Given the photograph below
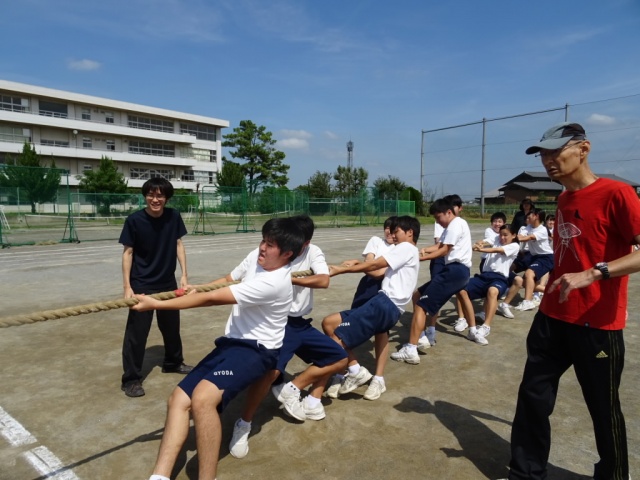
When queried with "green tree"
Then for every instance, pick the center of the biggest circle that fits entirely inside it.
(103, 183)
(37, 183)
(349, 181)
(264, 165)
(389, 188)
(319, 185)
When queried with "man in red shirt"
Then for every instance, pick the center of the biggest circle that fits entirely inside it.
(583, 311)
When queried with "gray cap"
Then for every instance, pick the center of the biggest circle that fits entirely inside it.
(558, 136)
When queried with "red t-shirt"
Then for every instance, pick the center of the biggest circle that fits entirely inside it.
(595, 224)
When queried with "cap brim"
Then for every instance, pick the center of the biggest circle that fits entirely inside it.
(551, 144)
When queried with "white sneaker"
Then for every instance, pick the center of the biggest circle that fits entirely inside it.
(315, 413)
(239, 445)
(432, 337)
(351, 382)
(460, 325)
(292, 404)
(334, 387)
(375, 389)
(505, 311)
(526, 305)
(423, 344)
(407, 354)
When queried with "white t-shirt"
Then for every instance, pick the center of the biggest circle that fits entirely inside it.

⁂

**What is expected**.
Write out each line of the data exactly; the images should be left out.

**Solution to this exercise**.
Given the photograph below
When queried with "green tree"
Then for every instance, pick the center of the biggest circle that fits entirely inside it.
(103, 183)
(37, 183)
(349, 181)
(264, 165)
(389, 188)
(319, 185)
When queried with "man in red shirt"
Then for every instance, pick the center of the biggest circle that fits entirely inside it.
(583, 311)
When queried with "gray cap"
Then for every instance, pick the center of the biggest circle that fits entirely inside it.
(558, 136)
When queried with "red t-shirt"
Then for every instance, pick the center of the biggest circle that fits entirely inside it.
(595, 224)
When queried with "cap brim"
Then for every instance, pick the center of the biggest circle that fits entirely inside it.
(551, 144)
When queried with "white sneaker"
Then for every instance, pick the center of the biggest circle that fits entirely inside it.
(315, 413)
(239, 445)
(432, 337)
(351, 382)
(460, 325)
(292, 404)
(334, 387)
(375, 389)
(505, 311)
(526, 305)
(423, 344)
(407, 354)
When queried with "white t-shirt"
Then for every instance, pick the center of the biggest circle that fits entirely inside it.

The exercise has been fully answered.